## [Extracted entries]
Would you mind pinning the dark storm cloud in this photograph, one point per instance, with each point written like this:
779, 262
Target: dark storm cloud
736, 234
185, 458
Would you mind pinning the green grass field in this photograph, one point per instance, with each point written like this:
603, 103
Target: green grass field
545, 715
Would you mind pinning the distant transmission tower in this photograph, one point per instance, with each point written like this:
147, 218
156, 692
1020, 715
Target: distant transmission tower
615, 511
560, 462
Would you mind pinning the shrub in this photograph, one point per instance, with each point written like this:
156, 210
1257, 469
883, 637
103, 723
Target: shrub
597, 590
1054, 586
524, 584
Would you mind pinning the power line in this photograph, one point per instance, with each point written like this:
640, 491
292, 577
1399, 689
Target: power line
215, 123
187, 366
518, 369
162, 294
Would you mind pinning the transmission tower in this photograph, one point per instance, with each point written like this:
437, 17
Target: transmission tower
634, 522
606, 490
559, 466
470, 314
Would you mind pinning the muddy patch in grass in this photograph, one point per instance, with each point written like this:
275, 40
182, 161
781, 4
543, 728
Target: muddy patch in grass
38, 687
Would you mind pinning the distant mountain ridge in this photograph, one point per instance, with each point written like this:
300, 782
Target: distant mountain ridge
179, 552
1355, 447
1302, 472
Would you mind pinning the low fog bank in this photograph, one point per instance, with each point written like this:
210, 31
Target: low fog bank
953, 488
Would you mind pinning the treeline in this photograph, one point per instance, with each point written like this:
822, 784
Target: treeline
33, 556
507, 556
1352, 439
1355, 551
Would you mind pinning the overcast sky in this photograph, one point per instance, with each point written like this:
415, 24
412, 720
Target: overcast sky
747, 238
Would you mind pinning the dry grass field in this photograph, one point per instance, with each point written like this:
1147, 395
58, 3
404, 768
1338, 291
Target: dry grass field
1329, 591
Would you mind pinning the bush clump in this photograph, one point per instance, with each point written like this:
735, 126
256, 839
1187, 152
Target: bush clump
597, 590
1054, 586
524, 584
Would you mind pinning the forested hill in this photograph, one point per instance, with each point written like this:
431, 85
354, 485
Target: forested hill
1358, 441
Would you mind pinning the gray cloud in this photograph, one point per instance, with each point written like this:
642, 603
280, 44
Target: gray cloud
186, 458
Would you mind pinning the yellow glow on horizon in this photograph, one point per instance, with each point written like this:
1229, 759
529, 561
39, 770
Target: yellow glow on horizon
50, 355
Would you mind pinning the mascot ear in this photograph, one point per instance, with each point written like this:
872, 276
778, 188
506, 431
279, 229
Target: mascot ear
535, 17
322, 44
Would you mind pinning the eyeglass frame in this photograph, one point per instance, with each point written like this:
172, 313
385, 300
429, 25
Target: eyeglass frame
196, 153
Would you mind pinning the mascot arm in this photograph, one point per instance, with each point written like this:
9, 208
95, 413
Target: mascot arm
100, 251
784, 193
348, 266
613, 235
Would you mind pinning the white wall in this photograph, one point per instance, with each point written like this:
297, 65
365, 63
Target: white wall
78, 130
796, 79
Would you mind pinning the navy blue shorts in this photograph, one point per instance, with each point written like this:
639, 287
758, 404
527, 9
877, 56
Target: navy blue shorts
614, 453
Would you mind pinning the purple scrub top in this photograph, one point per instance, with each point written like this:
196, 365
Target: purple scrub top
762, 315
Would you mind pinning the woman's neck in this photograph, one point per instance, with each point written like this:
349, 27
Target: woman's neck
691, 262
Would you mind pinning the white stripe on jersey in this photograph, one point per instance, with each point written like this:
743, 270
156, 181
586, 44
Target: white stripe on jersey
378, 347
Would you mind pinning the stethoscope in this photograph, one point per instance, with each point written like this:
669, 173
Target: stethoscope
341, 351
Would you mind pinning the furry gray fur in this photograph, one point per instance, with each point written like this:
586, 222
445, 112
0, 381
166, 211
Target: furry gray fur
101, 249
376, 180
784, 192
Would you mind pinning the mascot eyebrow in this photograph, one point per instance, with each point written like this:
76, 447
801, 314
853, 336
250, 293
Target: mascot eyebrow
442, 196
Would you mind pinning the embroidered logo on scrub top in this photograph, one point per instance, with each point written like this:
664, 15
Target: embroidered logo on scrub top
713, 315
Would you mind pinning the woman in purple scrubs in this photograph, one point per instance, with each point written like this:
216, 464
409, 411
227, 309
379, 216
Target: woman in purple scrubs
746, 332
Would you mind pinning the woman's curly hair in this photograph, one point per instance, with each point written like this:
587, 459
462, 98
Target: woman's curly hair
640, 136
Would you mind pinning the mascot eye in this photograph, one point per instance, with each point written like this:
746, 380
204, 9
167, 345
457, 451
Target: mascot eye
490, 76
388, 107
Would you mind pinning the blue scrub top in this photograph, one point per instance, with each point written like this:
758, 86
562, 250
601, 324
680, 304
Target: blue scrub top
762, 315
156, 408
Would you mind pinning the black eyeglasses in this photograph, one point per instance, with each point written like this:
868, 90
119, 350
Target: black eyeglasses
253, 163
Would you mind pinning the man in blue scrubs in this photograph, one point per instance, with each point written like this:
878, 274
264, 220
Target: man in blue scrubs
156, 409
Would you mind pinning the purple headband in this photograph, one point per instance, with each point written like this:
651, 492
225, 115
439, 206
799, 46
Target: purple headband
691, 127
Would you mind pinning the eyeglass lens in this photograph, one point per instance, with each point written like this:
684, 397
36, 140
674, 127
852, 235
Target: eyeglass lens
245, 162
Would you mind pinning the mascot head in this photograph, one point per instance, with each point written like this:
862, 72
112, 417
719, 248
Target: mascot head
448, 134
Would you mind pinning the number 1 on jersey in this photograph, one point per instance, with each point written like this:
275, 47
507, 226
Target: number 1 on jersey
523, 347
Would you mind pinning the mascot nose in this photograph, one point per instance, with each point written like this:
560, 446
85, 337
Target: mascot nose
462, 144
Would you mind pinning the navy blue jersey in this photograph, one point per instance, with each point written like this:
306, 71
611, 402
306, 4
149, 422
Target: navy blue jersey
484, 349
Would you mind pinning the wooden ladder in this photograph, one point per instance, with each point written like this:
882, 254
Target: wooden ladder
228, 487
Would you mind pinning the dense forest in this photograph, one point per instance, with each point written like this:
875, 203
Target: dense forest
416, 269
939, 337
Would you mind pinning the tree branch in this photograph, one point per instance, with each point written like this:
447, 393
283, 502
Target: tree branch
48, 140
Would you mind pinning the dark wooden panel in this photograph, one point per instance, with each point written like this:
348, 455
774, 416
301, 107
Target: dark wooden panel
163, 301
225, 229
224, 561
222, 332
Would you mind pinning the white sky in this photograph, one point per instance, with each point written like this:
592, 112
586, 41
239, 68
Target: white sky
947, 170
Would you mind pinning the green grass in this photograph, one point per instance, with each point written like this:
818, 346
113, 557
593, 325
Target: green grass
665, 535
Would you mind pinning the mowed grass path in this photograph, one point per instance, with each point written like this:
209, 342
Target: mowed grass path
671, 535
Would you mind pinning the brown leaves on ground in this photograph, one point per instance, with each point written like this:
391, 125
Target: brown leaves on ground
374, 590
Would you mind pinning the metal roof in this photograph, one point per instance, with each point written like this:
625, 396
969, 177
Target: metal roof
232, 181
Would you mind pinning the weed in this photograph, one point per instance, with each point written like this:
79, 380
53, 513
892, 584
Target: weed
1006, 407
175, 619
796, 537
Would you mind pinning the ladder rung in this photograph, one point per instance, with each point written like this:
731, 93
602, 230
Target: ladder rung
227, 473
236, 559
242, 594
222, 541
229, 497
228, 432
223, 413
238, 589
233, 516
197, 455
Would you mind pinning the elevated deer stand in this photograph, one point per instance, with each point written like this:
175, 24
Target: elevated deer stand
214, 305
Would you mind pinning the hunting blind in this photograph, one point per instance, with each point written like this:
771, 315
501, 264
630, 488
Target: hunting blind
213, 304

## [Task to complete]
A complete and exact repetition of the entries is required.

## [Result below]
Would you mind pinning the dark storm cloud in this photograph, one point per instance, with each point written like this:
779, 262
Target: dark storm cloud
736, 234
185, 458
Would you mind pinning the green grass field in this photograph, one point per instance, with each point written like this:
603, 103
Target: green grass field
545, 715
Would you mind pinning the distant transmission tower in this photograph, one point per instance, with each point written like this:
147, 218
156, 692
1020, 715
Target: distant transmission tower
615, 511
560, 462
Would you mind pinning the shrub in this photograph, one point per instance, with each point written like this:
156, 210
1257, 469
883, 637
103, 723
Target: shrub
597, 590
1054, 586
524, 584
Would you mind pinning the power line in this photograph, one point per instance, with each point written like this:
640, 491
292, 577
1399, 689
Target: power line
215, 123
187, 366
518, 369
162, 294
Would you mind pinning the transmission tower in this photograph, one point per instance, with each point written like this:
437, 17
Target: transmission tower
634, 522
606, 490
559, 466
470, 314
Would you mind pinning the muddy patch in grass in this photograph, one point per instance, with each point written like this:
275, 40
182, 161
781, 4
543, 728
Target: muddy patch in grass
38, 687
Would you mind pinning the distant mountain ridge in this photograph, one point per instance, with each point written like this:
300, 782
Target: distant mountain ridge
179, 552
1355, 447
1302, 472
Would you mind pinning the low fog bank in this photograph, one point per instance, with each point written like this:
210, 31
Target: low fog bank
953, 488
Would you mind pinning the treeline in this photograph, one point per instance, with each point written like this:
822, 784
Target: treeline
33, 556
507, 556
1352, 439
1355, 551
Would you mind pinning the overcast sky in this photograph, one point per instance, with each point written like this:
415, 24
412, 720
Target: overcast sky
747, 238
Would you mind pinning the dry grass field in this photograph, one point per instance, with each point written like this:
1147, 395
58, 3
404, 768
1338, 291
Target: dry grass field
1329, 591
Would you mind pinning the bush clump in this photograph, one point per instance, with each point written like this:
735, 126
256, 839
1187, 152
Target: bush clump
597, 590
1054, 586
524, 584
Would you mind pinning the forested hill in this photograph, one point per instance, with each point written like this:
431, 85
354, 485
Target: forested hill
1358, 441
Would you mind pinning the gray cloud in this photograph, one point per instance, with each point written like this:
642, 603
280, 44
Target: gray cloud
186, 458
Would you mind pinning the yellow glow on horizon in this photograph, one point per instance, with each point written like this:
1229, 759
529, 561
39, 770
Target: yellow glow on horizon
50, 355
Would you mind pinning the mascot ear in this photograph, one point per instance, with each point written like this:
872, 276
778, 188
506, 431
279, 229
Target: mascot ear
535, 17
322, 44
Would you mind pinning the eyeglass frame in this photograph, one point per instance, with each point written like this:
172, 313
385, 300
429, 25
Target: eyeglass frame
196, 153
Would you mind pinning the mascot arm in this photograph, one point per instance, with each point written like this:
9, 208
95, 413
Target: mascot arm
100, 251
784, 193
348, 266
613, 235
Would you mind pinning the white wall in this photograph, one point per instance, with each point written like this:
297, 65
365, 63
Target: white wall
78, 130
796, 79
Would you mind pinning the navy blue shorts in this photograph, one point per instance, with each point written like this:
639, 287
758, 404
527, 9
877, 56
Target: navy blue shorts
614, 453
Would you mind pinning the purple scrub top in this photograph, one point per instance, with each point written like this:
196, 365
Target: purple scrub top
762, 315
Would you mind pinning the woman's neck in this photograph, one point per instance, with each point written like this:
349, 27
Target: woman's neck
691, 262
Would you mind pinning the white stripe on jersey in this photograph, one point per instance, with each point written like this:
743, 270
156, 181
586, 44
Target: white stripe on jersey
378, 347
Would you mind pinning the stethoscope in this photograph, one point per instance, with each point written like this:
669, 173
Target: stethoscope
341, 351
Would you mind pinning the furry gray fur in this photograph, one point per instance, with each point written like this:
586, 222
445, 112
0, 381
166, 211
Target: furry gray fur
101, 249
376, 180
784, 192
Would you mind pinning the mascot eyebrow in this photograph, one point per instance, with each point written like this:
76, 447
801, 314
853, 336
250, 293
Target: mascot eyebrow
442, 196
Would you mind pinning the embroidered logo on scrub top in this photograph, one point per instance, with each point written like this:
664, 15
Target: embroidered logo on scrub top
713, 315
Would you mind pinning the woman in purple scrubs in this photograph, one point per instance, with each point written like this:
216, 464
409, 411
227, 309
379, 216
Target: woman in purple scrubs
746, 332
Would you mind pinning the woman's curly hair in this photograph, one point per instance, with each point written like this:
587, 459
462, 98
Target: woman's curly hair
640, 136
Would you mind pinning the mascot eye in this photograph, one point per instance, with each point written like this:
746, 380
204, 9
167, 345
457, 451
Target: mascot eye
490, 76
388, 107
Would you mind pinning the blue scrub top in this photograph, one point per instance, with each point written like this:
758, 86
562, 250
601, 324
680, 304
Target: blue scrub top
762, 315
156, 408
Would you mind pinning the black eyeglasses in this photograph, one point per instance, with each point written like this:
868, 90
119, 350
Target: black eyeglasses
253, 163
Would you mind pinning the man in blue scrubs in this photograph, one point per instance, with each point written like this:
878, 274
264, 220
Target: man in blue scrubs
156, 409
Would you mind pinning the purple headband in this photograph, one point per instance, with each point written like this:
651, 492
225, 115
439, 206
799, 46
Target: purple headband
691, 127
Would you mind pinning the eyeglass lens in this photograph, one point per instance, with each point written like this:
684, 397
36, 140
674, 127
852, 235
Target: eyeglass lens
245, 162
Would you mind pinning the mascot head in this photograph, one point per instance, with each point written like this:
862, 72
112, 417
719, 248
Target: mascot head
448, 134
Would you mind pinning the number 1 on jersey in this photograph, one point per instance, with each point written like this:
275, 47
507, 226
Target: number 1 on jersey
523, 347
Would you mind pinning the mascot nose in this photograph, one point per instance, with each point written like this:
560, 446
85, 337
Target: mascot nose
462, 144
Would you mind pinning the navy blue jersey in this photograph, one point per instance, with each point written like this:
306, 71
611, 402
306, 4
149, 422
Target: navy blue jersey
484, 349
Would you mind pinning the wooden ladder in this photograph, one point per instance, with each point written like this:
882, 254
Target: wooden ladder
228, 487
Would you mind pinning the dense forest in this photograph, one point per instance, with each point written like this:
875, 203
Target: dense forest
416, 269
939, 337
Would you mind pinning the tree branch in this photograph, one point per instance, with each point written like this:
447, 393
283, 502
Target: tree branch
48, 140
Would you mind pinning the dark wooden panel in this photograph, one point per instance, with each point written like this:
348, 455
774, 416
301, 107
Target: dark wooden panel
163, 301
225, 229
224, 561
222, 332
Would you mind pinning the white sky in this photograph, one point per instance, with each point written like this:
592, 112
586, 41
239, 68
Target: white sky
947, 170
Would you mind pinning the green grass in this photograph, one point per instance, with each point written like this:
818, 346
113, 557
593, 325
Target: green grass
665, 535
Would you mind pinning the mowed grass path in this photograph, one point per instance, with each point written like this:
209, 342
Target: mowed grass path
671, 535
Would you mind pinning the brown leaves on ground in this photograph, one point per instance, with each point written like this:
391, 125
Target: brown leaves on ground
374, 590
Would you mind pinning the metal roof in this photograph, one point per instance, with each point written like this:
625, 396
969, 177
Target: metal roof
232, 181
Would you mind pinning the weed in this photograph, one point per instance, with each point written like this:
79, 380
53, 513
892, 584
Target: weed
1006, 407
175, 619
796, 537
Would you mind pinning the ladder rung in this photograph, one point per instance, with each point written like this:
731, 93
602, 230
Target: ladder rung
227, 473
236, 559
242, 594
222, 541
229, 497
228, 432
223, 413
238, 589
233, 516
197, 455
Would you mind pinning the elevated deer stand in this photograph, one point per instance, with each point written like this:
175, 24
Target: elevated deer stand
214, 305
Would you mind pinning the hunting blind in this photograph, one point per instance, with each point written like this:
771, 315
501, 264
630, 488
Target: hunting blind
213, 304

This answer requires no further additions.